Look for the line containing "I need to know where the stone ruin" in the entries below, then print that line and all that follow it exactly.

___ GIVEN RECORDS ___

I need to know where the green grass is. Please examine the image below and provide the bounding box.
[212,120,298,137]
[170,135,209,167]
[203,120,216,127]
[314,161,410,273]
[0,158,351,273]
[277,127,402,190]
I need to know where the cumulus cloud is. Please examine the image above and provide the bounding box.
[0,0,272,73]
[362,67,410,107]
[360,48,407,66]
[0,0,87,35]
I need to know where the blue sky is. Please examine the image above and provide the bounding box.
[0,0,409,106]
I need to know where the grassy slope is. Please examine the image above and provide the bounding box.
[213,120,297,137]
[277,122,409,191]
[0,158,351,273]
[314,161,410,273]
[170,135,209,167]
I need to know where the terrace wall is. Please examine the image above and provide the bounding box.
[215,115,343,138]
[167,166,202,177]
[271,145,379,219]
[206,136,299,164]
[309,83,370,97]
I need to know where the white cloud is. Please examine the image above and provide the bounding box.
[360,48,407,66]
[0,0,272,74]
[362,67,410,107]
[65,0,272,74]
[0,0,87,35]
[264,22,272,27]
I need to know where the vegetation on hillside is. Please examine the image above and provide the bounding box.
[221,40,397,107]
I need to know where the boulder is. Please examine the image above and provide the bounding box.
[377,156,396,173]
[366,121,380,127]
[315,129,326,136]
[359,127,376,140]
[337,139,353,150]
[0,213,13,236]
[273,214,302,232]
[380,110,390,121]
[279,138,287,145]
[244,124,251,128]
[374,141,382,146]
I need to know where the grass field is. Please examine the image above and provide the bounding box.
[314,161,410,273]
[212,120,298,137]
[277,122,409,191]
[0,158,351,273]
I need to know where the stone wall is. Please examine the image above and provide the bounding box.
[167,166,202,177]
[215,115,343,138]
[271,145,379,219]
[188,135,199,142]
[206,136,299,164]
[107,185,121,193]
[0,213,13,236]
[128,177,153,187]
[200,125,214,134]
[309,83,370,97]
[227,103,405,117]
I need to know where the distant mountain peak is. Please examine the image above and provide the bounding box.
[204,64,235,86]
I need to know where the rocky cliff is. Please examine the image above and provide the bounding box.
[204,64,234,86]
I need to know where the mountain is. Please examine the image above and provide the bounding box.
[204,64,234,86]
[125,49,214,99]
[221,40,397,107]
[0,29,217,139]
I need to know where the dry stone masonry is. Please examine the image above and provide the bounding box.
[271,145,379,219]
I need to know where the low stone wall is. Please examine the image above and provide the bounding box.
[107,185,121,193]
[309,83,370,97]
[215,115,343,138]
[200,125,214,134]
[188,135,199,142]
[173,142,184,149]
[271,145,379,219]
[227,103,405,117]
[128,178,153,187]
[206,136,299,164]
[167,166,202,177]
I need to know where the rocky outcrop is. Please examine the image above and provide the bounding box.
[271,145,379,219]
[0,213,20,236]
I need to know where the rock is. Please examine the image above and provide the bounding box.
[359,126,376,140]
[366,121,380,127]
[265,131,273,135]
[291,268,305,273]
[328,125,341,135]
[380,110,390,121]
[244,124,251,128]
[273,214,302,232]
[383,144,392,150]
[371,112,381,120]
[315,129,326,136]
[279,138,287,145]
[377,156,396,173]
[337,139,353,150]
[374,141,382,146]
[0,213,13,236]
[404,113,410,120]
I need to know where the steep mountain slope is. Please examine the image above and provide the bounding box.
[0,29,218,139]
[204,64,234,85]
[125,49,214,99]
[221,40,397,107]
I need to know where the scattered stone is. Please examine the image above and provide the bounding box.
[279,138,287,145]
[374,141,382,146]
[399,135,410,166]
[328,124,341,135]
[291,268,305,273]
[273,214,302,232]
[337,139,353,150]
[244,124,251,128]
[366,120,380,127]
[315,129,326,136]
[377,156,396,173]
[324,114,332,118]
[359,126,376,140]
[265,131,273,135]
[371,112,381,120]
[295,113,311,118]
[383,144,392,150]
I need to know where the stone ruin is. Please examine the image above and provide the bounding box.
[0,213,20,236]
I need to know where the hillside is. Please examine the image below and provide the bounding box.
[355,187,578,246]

___

== OUTPUT FOR THIS TASK ==
I need to know where the stone ruin is. Please examine the image above and provide the bounding box.
[0,213,20,236]
I need to know where the hillside is. Please examine the image below and provide the bounding box.
[355,187,578,246]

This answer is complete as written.